--- Page text ---

Instead of going home, I headed for Commerce. I didn't think there would be much action there because tournaments were running at the Bike. But it was worth a short trek to check it out. Unfortunately, the short trek took a long time. I had never taken the drive between the Bike and Commerce before so I didn't know there is no 5 south connector from the 710 north. I blew past the 5 and turned around at the next off-ramp. Good news: There is a 5s connector from the 710s. How in the...!? Whatever. I made it to the 5 only to find gridlock. The two right lanes were closed nearing the Commerce exit. Turned out they were closed at the exit and it was closed, too.
I started thinking that this entire journey might be a sign that I should just call it a night...but, like I said, I'm not really superstitious and I don't believe in signs (especially the one for the 5s). One exit later and I was back-tracking to the casino. Pulled up to the valet, went through the usual entrance, walked past the top section and was pleased to find the lower section buzzing. However, there was a list for 5-10NL and it was already late. I just wanted to get into action. So I took an immediate seat in a 3-5NL game. I figured I could at least take advantage of the lower class of players even if I didn't get any cards.

--- Data extract ---

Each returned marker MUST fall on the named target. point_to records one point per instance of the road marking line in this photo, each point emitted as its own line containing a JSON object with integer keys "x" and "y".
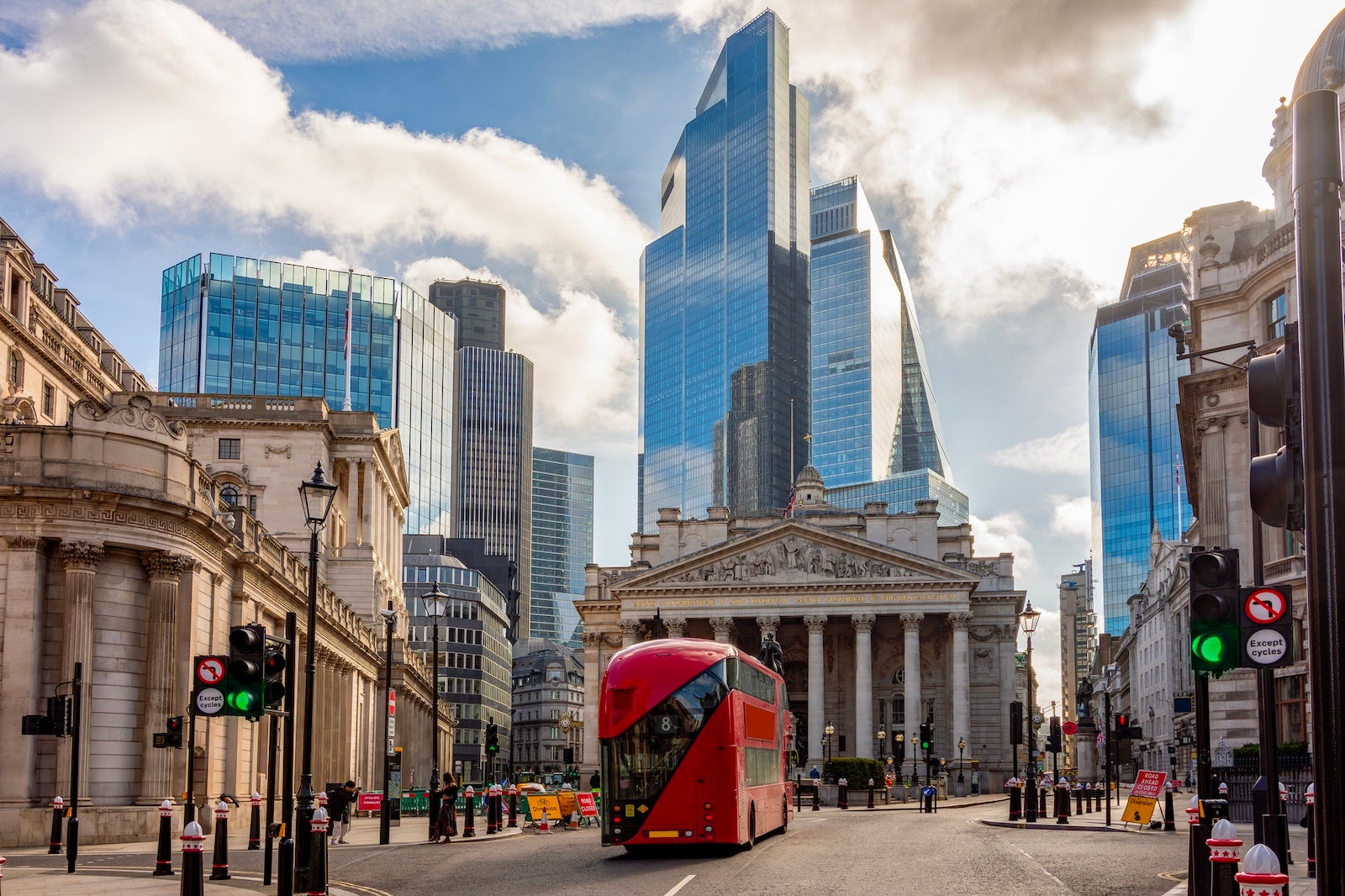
{"x": 685, "y": 882}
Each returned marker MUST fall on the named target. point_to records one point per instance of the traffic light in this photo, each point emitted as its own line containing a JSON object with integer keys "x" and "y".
{"x": 273, "y": 676}
{"x": 1274, "y": 394}
{"x": 1215, "y": 593}
{"x": 245, "y": 685}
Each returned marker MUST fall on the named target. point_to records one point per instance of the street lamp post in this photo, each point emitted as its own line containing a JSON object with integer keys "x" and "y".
{"x": 1029, "y": 626}
{"x": 435, "y": 609}
{"x": 385, "y": 815}
{"x": 316, "y": 497}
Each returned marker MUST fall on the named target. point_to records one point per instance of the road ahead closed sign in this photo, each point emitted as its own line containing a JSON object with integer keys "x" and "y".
{"x": 1140, "y": 806}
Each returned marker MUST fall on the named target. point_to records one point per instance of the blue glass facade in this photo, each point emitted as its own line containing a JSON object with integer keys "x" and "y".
{"x": 1134, "y": 440}
{"x": 562, "y": 541}
{"x": 255, "y": 327}
{"x": 873, "y": 409}
{"x": 724, "y": 293}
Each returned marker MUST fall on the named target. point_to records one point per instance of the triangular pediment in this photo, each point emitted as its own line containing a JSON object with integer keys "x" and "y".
{"x": 798, "y": 553}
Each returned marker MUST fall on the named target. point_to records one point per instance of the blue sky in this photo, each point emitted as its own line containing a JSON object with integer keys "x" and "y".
{"x": 1017, "y": 148}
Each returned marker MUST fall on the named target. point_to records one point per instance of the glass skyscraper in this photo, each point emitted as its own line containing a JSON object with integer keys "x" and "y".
{"x": 495, "y": 461}
{"x": 873, "y": 408}
{"x": 255, "y": 327}
{"x": 562, "y": 541}
{"x": 724, "y": 293}
{"x": 1134, "y": 441}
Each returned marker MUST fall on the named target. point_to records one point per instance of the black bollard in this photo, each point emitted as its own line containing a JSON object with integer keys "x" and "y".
{"x": 163, "y": 862}
{"x": 219, "y": 864}
{"x": 255, "y": 828}
{"x": 58, "y": 808}
{"x": 318, "y": 855}
{"x": 193, "y": 862}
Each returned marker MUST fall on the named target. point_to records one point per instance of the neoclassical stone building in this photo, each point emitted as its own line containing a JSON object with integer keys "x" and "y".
{"x": 885, "y": 619}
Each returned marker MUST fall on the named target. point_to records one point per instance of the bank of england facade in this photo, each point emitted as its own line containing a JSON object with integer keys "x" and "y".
{"x": 885, "y": 619}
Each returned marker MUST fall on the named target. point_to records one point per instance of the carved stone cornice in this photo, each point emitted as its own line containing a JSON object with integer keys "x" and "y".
{"x": 161, "y": 564}
{"x": 81, "y": 555}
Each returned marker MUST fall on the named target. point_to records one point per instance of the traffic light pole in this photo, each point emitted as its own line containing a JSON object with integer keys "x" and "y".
{"x": 1317, "y": 181}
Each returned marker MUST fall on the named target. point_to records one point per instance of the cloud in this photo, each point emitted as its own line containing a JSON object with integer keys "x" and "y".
{"x": 1066, "y": 452}
{"x": 1071, "y": 517}
{"x": 1005, "y": 533}
{"x": 145, "y": 107}
{"x": 583, "y": 362}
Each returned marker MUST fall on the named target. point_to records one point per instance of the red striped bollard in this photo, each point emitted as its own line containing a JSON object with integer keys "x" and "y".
{"x": 470, "y": 813}
{"x": 193, "y": 862}
{"x": 219, "y": 864}
{"x": 255, "y": 826}
{"x": 318, "y": 853}
{"x": 1223, "y": 858}
{"x": 163, "y": 862}
{"x": 1311, "y": 798}
{"x": 1261, "y": 872}
{"x": 58, "y": 808}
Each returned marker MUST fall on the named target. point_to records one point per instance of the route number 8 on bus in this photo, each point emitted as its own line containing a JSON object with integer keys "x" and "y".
{"x": 694, "y": 737}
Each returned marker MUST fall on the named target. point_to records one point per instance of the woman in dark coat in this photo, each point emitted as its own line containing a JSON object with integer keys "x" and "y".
{"x": 448, "y": 810}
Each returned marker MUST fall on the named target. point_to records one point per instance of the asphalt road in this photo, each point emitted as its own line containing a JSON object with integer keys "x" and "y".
{"x": 822, "y": 853}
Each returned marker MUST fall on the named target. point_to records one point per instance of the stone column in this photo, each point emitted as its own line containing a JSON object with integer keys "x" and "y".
{"x": 592, "y": 678}
{"x": 864, "y": 683}
{"x": 912, "y": 674}
{"x": 817, "y": 687}
{"x": 723, "y": 627}
{"x": 630, "y": 631}
{"x": 961, "y": 680}
{"x": 81, "y": 560}
{"x": 165, "y": 696}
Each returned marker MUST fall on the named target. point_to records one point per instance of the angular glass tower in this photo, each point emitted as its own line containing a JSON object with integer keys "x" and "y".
{"x": 562, "y": 541}
{"x": 235, "y": 326}
{"x": 1134, "y": 443}
{"x": 873, "y": 408}
{"x": 724, "y": 293}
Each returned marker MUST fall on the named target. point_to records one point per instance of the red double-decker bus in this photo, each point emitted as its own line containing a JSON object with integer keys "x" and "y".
{"x": 694, "y": 737}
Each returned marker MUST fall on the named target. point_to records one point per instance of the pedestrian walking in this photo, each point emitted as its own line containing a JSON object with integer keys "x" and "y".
{"x": 448, "y": 810}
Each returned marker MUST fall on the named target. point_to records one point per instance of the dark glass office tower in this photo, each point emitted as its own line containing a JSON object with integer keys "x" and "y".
{"x": 724, "y": 293}
{"x": 562, "y": 541}
{"x": 1134, "y": 440}
{"x": 235, "y": 326}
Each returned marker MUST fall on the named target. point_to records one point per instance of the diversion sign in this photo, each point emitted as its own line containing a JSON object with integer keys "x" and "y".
{"x": 1140, "y": 804}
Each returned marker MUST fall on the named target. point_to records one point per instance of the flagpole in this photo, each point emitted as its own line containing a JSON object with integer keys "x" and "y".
{"x": 350, "y": 307}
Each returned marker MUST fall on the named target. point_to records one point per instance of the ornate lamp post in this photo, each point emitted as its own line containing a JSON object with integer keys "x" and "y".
{"x": 316, "y": 495}
{"x": 1031, "y": 618}
{"x": 435, "y": 609}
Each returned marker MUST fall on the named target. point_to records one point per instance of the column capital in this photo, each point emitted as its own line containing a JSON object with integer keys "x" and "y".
{"x": 959, "y": 622}
{"x": 81, "y": 555}
{"x": 161, "y": 564}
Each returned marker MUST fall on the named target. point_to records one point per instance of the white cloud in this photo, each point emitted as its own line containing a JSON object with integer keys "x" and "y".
{"x": 145, "y": 107}
{"x": 1071, "y": 517}
{"x": 1066, "y": 452}
{"x": 1004, "y": 533}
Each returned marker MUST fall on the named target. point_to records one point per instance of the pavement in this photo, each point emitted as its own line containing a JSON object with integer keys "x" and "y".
{"x": 27, "y": 875}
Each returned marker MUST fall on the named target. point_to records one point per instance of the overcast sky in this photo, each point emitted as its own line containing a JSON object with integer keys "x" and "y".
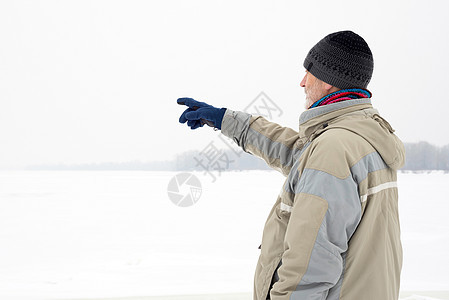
{"x": 96, "y": 81}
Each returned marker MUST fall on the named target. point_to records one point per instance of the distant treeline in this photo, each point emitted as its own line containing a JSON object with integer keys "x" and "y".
{"x": 419, "y": 156}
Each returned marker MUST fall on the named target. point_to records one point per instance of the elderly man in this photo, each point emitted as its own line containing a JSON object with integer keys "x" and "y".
{"x": 333, "y": 232}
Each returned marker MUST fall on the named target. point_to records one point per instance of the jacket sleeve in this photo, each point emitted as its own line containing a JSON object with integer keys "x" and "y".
{"x": 275, "y": 144}
{"x": 325, "y": 213}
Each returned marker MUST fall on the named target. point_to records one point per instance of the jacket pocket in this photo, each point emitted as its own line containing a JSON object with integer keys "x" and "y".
{"x": 264, "y": 275}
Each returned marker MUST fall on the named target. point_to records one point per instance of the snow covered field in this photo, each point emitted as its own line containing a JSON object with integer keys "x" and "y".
{"x": 108, "y": 234}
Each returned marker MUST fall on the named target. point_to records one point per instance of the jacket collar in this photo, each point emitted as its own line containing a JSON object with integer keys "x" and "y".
{"x": 315, "y": 118}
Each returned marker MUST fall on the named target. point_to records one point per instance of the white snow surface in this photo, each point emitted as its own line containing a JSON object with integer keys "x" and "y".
{"x": 98, "y": 234}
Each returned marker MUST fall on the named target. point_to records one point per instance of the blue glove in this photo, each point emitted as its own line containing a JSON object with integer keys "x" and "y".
{"x": 200, "y": 113}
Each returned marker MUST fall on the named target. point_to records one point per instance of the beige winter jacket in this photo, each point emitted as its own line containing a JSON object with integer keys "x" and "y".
{"x": 333, "y": 232}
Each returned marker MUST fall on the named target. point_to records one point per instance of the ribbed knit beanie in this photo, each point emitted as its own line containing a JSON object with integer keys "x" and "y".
{"x": 342, "y": 59}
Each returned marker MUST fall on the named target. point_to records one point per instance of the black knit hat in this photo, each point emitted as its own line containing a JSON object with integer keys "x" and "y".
{"x": 342, "y": 59}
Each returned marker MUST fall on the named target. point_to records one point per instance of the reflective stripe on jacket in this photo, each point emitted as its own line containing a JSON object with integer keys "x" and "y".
{"x": 333, "y": 232}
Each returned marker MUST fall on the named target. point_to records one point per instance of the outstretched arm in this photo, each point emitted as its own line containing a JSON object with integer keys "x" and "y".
{"x": 275, "y": 144}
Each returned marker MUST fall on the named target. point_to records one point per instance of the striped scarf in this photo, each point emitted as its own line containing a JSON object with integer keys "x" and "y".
{"x": 341, "y": 95}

---

## Written exercise 1
Answer these questions about the account of the trip to Commerce:
(a) Why did the narrator expect little action at Commerce?
(b) Which lanes were closed nearing the Commerce exit?
(c) What game did the narrator sit down in?
## Written exercise 2
Please carry the account of the trip to Commerce forward from its last sentence.
The records were drawn from a separate source.

## Task answer 1
(a) Tournaments were running at the Bike.
(b) The two right lanes.
(c) A 3-5NL game.

## Task answer 2
And that's the way it went. I played for another 2 1/2 hours and cashed winner for the room but stuck $30 overall. Not bad considering one of the rare big hands I found, KK, fell to pocket JJ. I had disguised my hand preflop by just calling a raise in position. Then I raised him on a Q-high flop. He called and checked a rag on the turn. I moved in for my last $120 into a $240 pot. After sweating over it for about a minute, he called saying, "If you've got queens, you're good." I showed him my kings to which he did not appear happy. The river brought a J and he gleefully turned up his cards to show the winning set. It didn't phase me as I reached into my pocket for a re-buy. The rest of the players at the table were more surprised by the way I handled it than the way the hand came out. I later told them, "Its nothing we haven't seen before. There were two jacks in the deck. So it wasn't a 'miracle.'"

That was my first loss in quite some time. But I was happy with my play and the fact that it was only a small loss. Now we come to Monday. I felt a need to play poker and try to expell the bad-card demons. I arrived at Commerce casino with no trouble this time out. And I landed in a 5-10NL game right away. To my delight, there were a ton of chips in play at this full table. Two guys had over $800, one had about $1100, another had $1800, and the big stack had $2800. That's pretty damned good for a $400 fixed buy-in. Fortunately, these guys were wild and good to give action. Unfortunately, I still wasn't finding any cards. It started to have a physical effect on me, too. I didn't have much to say. Its not my style to sit quietly in a game. However, I would have found it difficult to get a word in since most of the players at this table were motor mouths. My mood was worsened by the subject matter: bad beat stories and critiques of every hand (if you had blah blah, I would have blah blah).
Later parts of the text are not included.